_STATED EXERCISE_
In the interview on computational geometry and databases, what does the optimizer rely on instead of traditional cardinality estimates?

_PAGE EXTRACT_

On High-dimensional computational geometry and databases. Q&A with Vissarion Fisikopoulos

by Roberto Zicari · Published December 1, 2025 · Updated December 1, 2025

Q1. MySQL’s spatial query optimizer must handle complex geometric predicates efficiently. Can you walk us through the key challenges in optimizing spatial queries—particularly for operations like spatial joins and nearest-neighbor searches? How do computational geometry techniques like R-trees, spatial indexing, and geometric filtering algorithms influence the optimizer’s cost model and execution strategy?

A. Spatial query optimization is fundamentally different from traditional optimization of non-spatial queries in relational databases. In the latter case, predicates are simple and cheap to evaluate, distributions can be approximated by histograms, and cost models rely on well-established cardinality estimates. Spatial workloads violate almost all these assumptions.

MySQL, and spatial DBMSs more broadly, must deal with geometric objects of varying size, arbitrary shapes, and non-uniform distributions in multidimensional space. As a result, spatial optimization is centered not around relational algebra techniques, but around computational geometry techniques that reduce search space and avoid expensive geometric computations whenever possible. As of MySQL, some of these principles are explored in the recent MySQL GIS engineering blogs, which demonstrate how spatial data can be transformed, compared, and interpreted across different reference systems and use cases within the database system.

A fundamental challenge in optimizing spatial queries is that the spatial predicates are orders of magnitude more expensive computationally than scalar comparisons. Spatial predicates such as ST_Intersects, ST_Contains or nearest-neighbor distance searches may involve many geometric computations each of which has complexity that typically scales linearly with the size of the input geometries. The implications to the query optimizer are profound; it must aggressively minimize the number of spatial predicate evaluations. This is where spatial indexing and filtering come into play.

Another challenge is that spatial distributions are often clustered, skewed, or anisotropic. Two spatial datasets can have large, overlapping envelopes, dense pockets of points, elongated or irregular geometries. This makes traditional 1-dimensional statistics such as histograms and value frequency counts ineffective. Selectivity estimation for spatial predicates becomes inherently approximate. Therefore the optimizer must rely on geometric heuristics and bounding-box statistics rather than traditional cardinality estimates.

A typical spatial operation that those challenges arise is spatial joins. Spatial joins are one of the most important operations for combining spatial objects of several relations. The efficient processing of a spatial join is extremely important since its execution time is superlinear in the number of spatial objects of the participating relations, and this number of objects may be very high. On the other hand, relational join algorithms such as hash join and merge join cannot efficiently be applied to spatial joins. To solve this, one approach is to exploit R-trees for the efficient processing of spatial joins. By recursively joining only pairs of tree nodes whose bounding rectangles intersect, the optimizer drastically reduces candidate pairs and performs exact geometric tests only when necessary, achieving highly efficient spatial join processing.

_RECORD SET_
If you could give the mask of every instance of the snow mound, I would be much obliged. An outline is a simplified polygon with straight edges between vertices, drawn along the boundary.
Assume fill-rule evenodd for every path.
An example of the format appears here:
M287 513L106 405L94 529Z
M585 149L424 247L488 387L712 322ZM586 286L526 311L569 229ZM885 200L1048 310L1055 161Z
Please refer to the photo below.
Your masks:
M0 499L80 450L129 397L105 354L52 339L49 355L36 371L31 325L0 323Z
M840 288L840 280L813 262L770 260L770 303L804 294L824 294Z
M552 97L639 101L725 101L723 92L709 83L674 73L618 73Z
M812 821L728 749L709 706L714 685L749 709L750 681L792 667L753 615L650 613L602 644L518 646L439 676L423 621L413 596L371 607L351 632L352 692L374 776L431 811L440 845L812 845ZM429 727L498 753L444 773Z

_EXERCISE OUTPUT_
Geometric heuristics and bounding-box statistics.